▸ Aim:
Return, unchanged, the lines of the records from the very first line through the line containing "131 91 L 114", with both of those lines included.

▸ Records:
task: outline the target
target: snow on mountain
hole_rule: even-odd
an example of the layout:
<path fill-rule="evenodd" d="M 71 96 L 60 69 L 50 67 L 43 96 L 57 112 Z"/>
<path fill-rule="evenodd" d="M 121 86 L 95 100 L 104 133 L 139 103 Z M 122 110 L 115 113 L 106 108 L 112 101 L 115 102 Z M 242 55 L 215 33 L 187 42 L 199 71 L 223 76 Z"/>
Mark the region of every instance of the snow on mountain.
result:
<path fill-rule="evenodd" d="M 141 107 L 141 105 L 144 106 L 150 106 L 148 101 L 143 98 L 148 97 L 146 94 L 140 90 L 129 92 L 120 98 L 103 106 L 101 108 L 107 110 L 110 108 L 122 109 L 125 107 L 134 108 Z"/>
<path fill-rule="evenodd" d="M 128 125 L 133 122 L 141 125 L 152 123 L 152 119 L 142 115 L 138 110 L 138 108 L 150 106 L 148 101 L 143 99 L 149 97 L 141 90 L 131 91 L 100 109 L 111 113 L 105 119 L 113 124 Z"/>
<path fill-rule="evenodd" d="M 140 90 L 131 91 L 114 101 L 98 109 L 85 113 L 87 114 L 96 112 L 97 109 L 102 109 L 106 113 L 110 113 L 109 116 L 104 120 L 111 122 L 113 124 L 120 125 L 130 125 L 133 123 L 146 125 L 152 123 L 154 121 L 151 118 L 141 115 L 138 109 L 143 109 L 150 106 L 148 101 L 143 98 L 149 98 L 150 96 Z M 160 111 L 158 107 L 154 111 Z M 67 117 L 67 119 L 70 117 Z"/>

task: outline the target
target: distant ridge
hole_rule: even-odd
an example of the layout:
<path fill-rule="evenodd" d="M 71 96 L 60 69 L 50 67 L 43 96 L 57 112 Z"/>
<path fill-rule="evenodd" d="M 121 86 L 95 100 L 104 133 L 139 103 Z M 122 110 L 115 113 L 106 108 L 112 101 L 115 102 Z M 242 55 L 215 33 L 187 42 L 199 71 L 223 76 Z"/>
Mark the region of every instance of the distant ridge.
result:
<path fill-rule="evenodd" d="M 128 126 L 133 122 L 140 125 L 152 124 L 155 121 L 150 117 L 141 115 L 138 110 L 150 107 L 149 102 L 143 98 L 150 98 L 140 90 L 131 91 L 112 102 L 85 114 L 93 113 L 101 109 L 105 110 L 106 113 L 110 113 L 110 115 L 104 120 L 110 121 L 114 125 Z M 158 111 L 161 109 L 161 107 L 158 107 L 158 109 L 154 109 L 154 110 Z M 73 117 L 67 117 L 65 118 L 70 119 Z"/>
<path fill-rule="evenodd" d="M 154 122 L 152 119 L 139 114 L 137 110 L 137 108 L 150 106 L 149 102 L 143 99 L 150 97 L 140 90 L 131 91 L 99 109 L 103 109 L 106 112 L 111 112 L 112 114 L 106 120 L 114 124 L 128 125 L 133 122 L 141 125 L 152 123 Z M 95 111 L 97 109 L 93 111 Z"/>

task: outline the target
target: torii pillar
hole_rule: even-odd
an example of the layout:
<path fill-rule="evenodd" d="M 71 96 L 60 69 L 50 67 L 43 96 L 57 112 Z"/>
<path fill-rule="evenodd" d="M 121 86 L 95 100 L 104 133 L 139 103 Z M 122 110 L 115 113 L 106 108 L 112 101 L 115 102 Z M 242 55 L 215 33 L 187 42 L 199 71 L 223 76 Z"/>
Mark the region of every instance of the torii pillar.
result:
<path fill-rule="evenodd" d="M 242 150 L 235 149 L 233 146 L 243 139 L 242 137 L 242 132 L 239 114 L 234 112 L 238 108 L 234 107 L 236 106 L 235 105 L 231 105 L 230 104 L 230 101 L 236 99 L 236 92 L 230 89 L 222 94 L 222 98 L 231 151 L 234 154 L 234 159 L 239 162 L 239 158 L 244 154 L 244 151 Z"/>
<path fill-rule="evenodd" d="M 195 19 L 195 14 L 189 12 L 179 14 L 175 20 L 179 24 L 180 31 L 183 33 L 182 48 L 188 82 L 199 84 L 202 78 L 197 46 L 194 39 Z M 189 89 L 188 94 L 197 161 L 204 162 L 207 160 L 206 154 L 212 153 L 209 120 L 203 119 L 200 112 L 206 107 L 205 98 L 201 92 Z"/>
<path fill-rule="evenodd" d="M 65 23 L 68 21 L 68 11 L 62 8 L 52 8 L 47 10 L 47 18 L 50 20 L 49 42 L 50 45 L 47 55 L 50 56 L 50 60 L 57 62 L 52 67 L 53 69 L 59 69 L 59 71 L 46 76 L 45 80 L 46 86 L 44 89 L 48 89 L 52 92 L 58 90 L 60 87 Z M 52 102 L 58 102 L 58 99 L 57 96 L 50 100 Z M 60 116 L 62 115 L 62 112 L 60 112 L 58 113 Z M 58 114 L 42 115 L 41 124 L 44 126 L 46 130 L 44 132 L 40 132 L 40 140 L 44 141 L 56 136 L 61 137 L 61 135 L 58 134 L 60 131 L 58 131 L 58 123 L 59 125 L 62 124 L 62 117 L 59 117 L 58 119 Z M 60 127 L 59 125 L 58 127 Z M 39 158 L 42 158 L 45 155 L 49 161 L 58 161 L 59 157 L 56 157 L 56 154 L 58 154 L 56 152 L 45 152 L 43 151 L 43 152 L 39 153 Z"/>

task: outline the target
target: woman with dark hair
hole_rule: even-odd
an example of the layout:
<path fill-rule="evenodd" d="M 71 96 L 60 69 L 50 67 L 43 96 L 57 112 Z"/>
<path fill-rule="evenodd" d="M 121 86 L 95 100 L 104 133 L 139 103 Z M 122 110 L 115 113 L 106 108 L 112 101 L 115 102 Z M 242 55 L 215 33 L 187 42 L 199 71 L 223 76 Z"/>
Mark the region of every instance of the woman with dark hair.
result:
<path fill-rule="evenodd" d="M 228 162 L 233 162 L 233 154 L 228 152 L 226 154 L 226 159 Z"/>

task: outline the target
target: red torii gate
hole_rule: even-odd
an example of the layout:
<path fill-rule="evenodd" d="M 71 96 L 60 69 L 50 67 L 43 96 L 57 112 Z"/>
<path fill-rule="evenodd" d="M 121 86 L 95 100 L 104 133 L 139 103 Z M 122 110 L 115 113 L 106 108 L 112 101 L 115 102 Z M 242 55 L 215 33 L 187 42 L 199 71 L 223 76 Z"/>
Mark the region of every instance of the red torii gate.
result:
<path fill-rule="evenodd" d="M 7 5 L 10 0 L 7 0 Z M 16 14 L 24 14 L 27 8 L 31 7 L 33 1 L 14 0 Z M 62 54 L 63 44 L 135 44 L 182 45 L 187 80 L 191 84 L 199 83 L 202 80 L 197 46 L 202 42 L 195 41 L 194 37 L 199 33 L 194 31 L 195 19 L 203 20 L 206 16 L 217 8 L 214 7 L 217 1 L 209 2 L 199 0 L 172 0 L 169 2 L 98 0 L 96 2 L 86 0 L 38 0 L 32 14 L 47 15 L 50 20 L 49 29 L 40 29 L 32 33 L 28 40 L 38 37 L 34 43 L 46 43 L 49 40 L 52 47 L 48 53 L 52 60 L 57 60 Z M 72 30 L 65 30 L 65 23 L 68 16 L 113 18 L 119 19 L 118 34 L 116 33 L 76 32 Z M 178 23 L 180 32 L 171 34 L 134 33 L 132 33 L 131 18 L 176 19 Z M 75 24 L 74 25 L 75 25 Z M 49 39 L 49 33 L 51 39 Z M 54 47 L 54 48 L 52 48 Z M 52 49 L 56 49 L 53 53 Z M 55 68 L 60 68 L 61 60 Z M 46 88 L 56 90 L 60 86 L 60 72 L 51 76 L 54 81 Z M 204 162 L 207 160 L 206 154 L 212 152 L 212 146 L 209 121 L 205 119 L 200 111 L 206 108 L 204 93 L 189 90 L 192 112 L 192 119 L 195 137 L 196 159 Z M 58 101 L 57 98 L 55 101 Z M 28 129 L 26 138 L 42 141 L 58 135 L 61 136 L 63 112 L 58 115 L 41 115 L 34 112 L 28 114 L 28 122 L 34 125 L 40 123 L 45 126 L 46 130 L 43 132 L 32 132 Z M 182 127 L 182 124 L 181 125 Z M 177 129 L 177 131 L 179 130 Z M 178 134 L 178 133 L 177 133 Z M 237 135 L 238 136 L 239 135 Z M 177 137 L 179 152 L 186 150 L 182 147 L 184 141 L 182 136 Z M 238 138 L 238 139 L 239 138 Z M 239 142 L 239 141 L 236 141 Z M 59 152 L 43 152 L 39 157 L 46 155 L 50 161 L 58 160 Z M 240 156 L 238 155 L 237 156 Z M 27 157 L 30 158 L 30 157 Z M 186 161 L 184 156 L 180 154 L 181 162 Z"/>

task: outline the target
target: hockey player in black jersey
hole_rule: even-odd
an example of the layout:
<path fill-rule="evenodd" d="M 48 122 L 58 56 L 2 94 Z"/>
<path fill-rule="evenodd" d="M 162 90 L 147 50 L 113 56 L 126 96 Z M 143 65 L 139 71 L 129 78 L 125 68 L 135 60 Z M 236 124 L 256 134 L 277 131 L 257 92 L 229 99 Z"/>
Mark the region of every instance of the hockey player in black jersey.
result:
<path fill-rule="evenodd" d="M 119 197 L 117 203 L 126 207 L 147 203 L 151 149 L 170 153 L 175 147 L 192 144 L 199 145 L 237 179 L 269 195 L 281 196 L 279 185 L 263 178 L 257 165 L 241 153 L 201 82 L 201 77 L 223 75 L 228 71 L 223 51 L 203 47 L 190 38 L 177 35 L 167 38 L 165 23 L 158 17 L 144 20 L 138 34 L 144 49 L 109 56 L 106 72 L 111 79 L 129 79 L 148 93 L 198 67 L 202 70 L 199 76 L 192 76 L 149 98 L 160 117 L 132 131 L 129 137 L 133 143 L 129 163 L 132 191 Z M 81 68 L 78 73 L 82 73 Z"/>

▸ Response to the exercise:
task: outline the target
target: snow on mountain
hole_rule: even-odd
an example of the layout:
<path fill-rule="evenodd" d="M 71 96 L 60 69 L 50 67 L 43 96 L 57 112 Z"/>
<path fill-rule="evenodd" d="M 121 86 L 95 100 L 104 133 L 139 103 Z M 122 110 L 115 113 L 106 108 L 112 101 L 115 102 Z M 242 55 L 215 33 L 187 42 L 199 71 L 223 76 Z"/>
Mark the region of every instance of the snow on mountain.
result:
<path fill-rule="evenodd" d="M 141 107 L 141 105 L 144 106 L 150 106 L 148 101 L 143 98 L 148 97 L 146 94 L 140 90 L 129 92 L 120 98 L 103 106 L 101 108 L 107 110 L 110 108 L 122 109 L 125 107 L 134 108 Z"/>
<path fill-rule="evenodd" d="M 128 125 L 133 122 L 141 125 L 152 123 L 152 119 L 142 115 L 138 110 L 138 108 L 150 106 L 148 101 L 143 99 L 149 97 L 141 90 L 131 91 L 100 109 L 111 113 L 105 119 L 113 124 Z"/>
<path fill-rule="evenodd" d="M 140 90 L 131 91 L 114 101 L 98 109 L 85 113 L 87 114 L 96 112 L 97 109 L 102 109 L 106 113 L 110 113 L 109 116 L 104 120 L 111 122 L 113 124 L 120 125 L 130 125 L 133 123 L 146 125 L 152 123 L 154 121 L 151 118 L 141 115 L 138 109 L 143 109 L 150 106 L 148 101 L 143 98 L 149 98 L 150 96 Z M 160 111 L 158 107 L 154 111 Z M 67 117 L 67 119 L 70 117 Z"/>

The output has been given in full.